** START **
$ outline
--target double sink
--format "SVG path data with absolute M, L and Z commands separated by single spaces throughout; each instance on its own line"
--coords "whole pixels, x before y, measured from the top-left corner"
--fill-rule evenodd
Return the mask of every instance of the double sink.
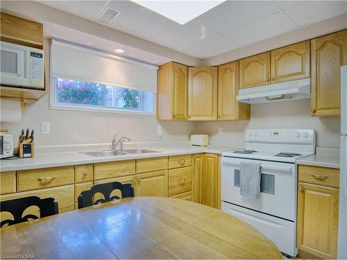
M 162 153 L 161 150 L 139 149 L 127 149 L 121 150 L 99 150 L 95 152 L 81 152 L 87 155 L 94 157 L 106 157 L 110 156 L 119 156 L 128 155 L 142 155 L 146 153 Z

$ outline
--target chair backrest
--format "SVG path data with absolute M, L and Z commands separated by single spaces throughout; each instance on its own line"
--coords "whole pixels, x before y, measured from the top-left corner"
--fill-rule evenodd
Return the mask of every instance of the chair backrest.
M 111 197 L 111 193 L 116 189 L 121 191 L 121 198 L 134 197 L 134 187 L 130 183 L 124 184 L 119 182 L 101 183 L 94 185 L 90 190 L 81 192 L 78 196 L 78 209 L 113 200 L 119 200 L 121 198 L 117 196 Z M 102 193 L 105 198 L 96 200 L 93 203 L 93 196 L 97 193 Z
M 37 206 L 40 209 L 40 218 L 57 214 L 59 212 L 58 202 L 53 198 L 41 199 L 37 196 L 24 197 L 14 200 L 0 202 L 0 211 L 10 212 L 14 219 L 6 219 L 0 223 L 0 227 L 4 225 L 8 225 L 26 222 L 30 219 L 37 219 L 34 214 L 27 214 L 23 216 L 24 211 L 31 206 Z

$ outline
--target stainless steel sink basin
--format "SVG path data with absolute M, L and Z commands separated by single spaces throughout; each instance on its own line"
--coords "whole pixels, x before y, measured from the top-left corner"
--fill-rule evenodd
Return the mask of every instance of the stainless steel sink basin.
M 87 155 L 93 156 L 94 157 L 106 157 L 108 156 L 126 155 L 126 153 L 112 150 L 99 150 L 95 152 L 84 152 L 81 153 Z
M 144 153 L 162 153 L 161 150 L 148 150 L 148 149 L 126 149 L 122 150 L 121 152 L 124 152 L 126 153 L 132 153 L 135 155 L 142 155 Z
** END **
Keep the pictures out of the copy and return the rest of the data above exactly.

$ outline
--target double sink
--format "SVG path data with absolute M, L and Z commands separated by single spaces throughout; each instance on its own line"
--coords "whole pixels, x before y, measured from the top-left corner"
--fill-rule evenodd
Return the mask of every instance of the double sink.
M 162 153 L 161 150 L 139 149 L 127 149 L 121 150 L 99 150 L 95 152 L 81 152 L 87 155 L 94 157 L 106 157 L 110 156 L 119 156 L 128 155 L 142 155 L 146 153 Z

$ outline
--target chair backrest
--format "SVG path data with absolute M, L and Z commands separated by single spaces throughout; each instance on its own line"
--coords "whole pixels, x before y, measured from the top-left corner"
--fill-rule evenodd
Return the mask of every instance of the chair backrest.
M 111 197 L 111 193 L 116 189 L 121 191 L 121 198 L 134 197 L 134 187 L 130 183 L 124 184 L 119 182 L 101 183 L 94 185 L 90 190 L 81 192 L 78 196 L 78 209 L 113 200 L 119 200 L 121 198 L 117 196 Z M 102 193 L 105 198 L 96 200 L 93 203 L 93 196 L 97 193 Z
M 37 206 L 40 209 L 40 218 L 57 214 L 59 212 L 58 202 L 53 198 L 41 199 L 37 196 L 24 197 L 14 200 L 0 202 L 0 211 L 10 212 L 14 219 L 6 219 L 0 223 L 0 227 L 4 225 L 8 225 L 26 222 L 30 219 L 37 219 L 34 214 L 27 214 L 23 216 L 24 211 L 31 206 Z

$ outline
--target stainless steel sink basin
--format "SVG path data with absolute M, L and Z commands separated by single spaces throughout; each instance on its own line"
--coords "whole pixels, x before y, measured from the top-left corner"
--fill-rule evenodd
Return the mask of every instance of the stainless steel sink basin.
M 87 155 L 93 156 L 94 157 L 106 157 L 108 156 L 126 155 L 126 153 L 112 150 L 99 150 L 95 152 L 84 152 L 81 153 Z
M 144 153 L 162 153 L 161 150 L 148 150 L 148 149 L 126 149 L 122 150 L 121 152 L 124 152 L 126 153 L 132 153 L 135 155 L 142 155 Z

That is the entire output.